## BEGIN
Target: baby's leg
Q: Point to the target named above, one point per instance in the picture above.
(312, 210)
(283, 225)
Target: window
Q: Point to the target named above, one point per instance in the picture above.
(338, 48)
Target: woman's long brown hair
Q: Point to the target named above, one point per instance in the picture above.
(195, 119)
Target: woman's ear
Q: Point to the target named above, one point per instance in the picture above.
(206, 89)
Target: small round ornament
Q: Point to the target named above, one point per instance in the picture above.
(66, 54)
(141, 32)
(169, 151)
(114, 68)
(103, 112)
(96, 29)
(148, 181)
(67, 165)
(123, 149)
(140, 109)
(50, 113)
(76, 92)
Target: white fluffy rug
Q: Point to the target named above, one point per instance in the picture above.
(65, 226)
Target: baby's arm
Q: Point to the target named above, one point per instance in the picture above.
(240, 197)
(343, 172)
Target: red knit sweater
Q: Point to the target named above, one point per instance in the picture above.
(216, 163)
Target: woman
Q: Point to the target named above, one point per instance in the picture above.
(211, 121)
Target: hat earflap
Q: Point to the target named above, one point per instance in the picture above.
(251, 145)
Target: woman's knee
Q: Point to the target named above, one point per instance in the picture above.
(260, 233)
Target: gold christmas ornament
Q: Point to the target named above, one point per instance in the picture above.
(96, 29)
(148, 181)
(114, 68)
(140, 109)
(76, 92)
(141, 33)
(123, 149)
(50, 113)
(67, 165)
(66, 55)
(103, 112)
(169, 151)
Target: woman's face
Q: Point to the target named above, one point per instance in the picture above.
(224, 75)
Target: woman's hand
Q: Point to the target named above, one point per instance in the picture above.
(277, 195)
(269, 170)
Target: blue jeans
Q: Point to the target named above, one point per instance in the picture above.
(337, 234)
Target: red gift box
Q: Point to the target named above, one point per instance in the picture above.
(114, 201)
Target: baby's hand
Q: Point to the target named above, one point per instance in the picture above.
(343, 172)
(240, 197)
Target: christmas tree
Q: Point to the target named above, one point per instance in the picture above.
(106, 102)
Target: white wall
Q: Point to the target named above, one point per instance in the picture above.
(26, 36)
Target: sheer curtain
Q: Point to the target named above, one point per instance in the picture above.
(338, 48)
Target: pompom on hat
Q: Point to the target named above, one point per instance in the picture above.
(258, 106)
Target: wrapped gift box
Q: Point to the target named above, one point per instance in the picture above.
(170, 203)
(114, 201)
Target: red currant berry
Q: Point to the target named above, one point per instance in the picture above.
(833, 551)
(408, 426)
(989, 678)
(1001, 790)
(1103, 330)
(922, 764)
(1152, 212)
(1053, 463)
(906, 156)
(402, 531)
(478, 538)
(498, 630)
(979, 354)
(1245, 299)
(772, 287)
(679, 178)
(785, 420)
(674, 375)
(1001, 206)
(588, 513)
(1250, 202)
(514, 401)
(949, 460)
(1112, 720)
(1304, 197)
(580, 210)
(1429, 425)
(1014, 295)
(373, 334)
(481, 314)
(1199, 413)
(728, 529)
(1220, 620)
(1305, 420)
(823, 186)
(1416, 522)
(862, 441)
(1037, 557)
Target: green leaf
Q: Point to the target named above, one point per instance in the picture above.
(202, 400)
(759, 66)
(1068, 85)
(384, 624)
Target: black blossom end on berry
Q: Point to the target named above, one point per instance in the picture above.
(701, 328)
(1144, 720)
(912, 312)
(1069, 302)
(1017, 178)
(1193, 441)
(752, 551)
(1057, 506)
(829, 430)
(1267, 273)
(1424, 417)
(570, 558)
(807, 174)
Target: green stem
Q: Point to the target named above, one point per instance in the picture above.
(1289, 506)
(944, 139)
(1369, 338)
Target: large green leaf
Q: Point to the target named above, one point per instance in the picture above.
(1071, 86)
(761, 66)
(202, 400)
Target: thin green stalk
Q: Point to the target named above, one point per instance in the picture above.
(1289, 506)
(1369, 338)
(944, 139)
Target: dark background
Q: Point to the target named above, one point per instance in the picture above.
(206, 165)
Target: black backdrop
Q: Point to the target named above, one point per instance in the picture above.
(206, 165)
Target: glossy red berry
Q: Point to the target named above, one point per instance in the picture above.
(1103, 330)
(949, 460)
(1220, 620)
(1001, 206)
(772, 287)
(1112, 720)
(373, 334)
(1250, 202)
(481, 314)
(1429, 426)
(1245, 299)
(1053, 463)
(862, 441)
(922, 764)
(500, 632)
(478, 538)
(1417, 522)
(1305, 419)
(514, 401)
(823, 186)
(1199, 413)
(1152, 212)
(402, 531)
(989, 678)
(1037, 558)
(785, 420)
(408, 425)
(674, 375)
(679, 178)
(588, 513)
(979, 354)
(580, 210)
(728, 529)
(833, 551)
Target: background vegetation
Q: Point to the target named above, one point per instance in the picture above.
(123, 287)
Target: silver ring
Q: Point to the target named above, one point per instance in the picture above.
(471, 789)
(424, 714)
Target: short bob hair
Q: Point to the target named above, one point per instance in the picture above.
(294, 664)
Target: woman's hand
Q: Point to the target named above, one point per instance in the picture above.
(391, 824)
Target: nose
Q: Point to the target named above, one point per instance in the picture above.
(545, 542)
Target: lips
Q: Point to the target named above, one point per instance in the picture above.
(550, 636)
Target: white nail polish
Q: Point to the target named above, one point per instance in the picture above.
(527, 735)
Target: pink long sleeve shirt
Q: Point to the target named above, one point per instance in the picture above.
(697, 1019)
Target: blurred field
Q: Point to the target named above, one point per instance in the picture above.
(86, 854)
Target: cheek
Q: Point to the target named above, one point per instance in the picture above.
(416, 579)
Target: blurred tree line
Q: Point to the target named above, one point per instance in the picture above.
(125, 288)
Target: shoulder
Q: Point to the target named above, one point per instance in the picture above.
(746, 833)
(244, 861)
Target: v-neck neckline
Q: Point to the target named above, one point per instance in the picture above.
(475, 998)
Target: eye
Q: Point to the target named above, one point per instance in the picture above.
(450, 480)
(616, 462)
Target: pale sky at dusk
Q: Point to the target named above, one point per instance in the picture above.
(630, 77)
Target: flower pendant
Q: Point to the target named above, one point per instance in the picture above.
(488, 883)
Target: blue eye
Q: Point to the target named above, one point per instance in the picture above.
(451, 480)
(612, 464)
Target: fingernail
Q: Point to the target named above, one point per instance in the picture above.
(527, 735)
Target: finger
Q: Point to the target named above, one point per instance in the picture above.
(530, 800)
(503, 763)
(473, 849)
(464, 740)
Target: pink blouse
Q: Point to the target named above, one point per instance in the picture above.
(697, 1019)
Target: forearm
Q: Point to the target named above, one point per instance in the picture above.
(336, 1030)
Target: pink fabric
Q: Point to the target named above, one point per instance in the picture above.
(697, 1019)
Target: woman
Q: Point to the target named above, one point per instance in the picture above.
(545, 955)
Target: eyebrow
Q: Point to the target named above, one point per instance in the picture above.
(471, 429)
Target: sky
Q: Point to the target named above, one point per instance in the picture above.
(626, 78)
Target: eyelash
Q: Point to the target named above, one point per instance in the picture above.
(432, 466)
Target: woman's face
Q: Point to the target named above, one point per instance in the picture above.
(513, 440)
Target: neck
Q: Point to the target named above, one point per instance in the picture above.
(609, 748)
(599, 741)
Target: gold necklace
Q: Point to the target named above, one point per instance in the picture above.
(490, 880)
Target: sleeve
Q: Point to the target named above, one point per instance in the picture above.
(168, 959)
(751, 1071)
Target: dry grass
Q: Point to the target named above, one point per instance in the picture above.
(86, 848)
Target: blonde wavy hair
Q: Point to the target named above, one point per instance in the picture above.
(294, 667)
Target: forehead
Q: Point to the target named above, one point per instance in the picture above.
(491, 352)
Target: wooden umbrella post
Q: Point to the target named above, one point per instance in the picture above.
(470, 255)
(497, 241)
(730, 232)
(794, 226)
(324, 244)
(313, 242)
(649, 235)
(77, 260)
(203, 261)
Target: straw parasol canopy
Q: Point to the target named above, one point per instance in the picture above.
## END
**Brief**
Reproduce verbatim the lines starting at the one containing "Target: eyelash" and ending at the final line of the entries above, with both of those lines included.

**The completed task**
Target: eyelash
Q: Point to the target named above, one point per instance in the picture above.
(432, 466)
Target: woman's face
Q: Point to the target named above, one point per instance in the picture above.
(513, 440)
Target: neck
Q: Point to the target named above, one point per instance in the picture above.
(609, 748)
(599, 741)
Target: gold necklace
Q: Point to the target named above, one point per instance in the picture above.
(490, 880)
Target: sleeve
Q: Point to the target named above, one point per instance in the picture above.
(168, 959)
(751, 1071)
Target: dry grass
Q: Point to the target named above, one point per instance in the picture above.
(86, 848)
Target: blonde wavy hair
Q: Point to the target named above, one point per instance in the picture above.
(294, 667)
Target: forehead
Q: Point to the target named above, one point per instance in the picture above.
(491, 352)
Target: wooden umbrella post
Q: Point to the target named above, one point per instance in the picture above.
(470, 255)
(497, 241)
(730, 232)
(794, 226)
(324, 244)
(313, 242)
(649, 235)
(77, 260)
(203, 261)
Target: straw parasol canopy
Q: Point to the target named above, one point per instance in the picture above.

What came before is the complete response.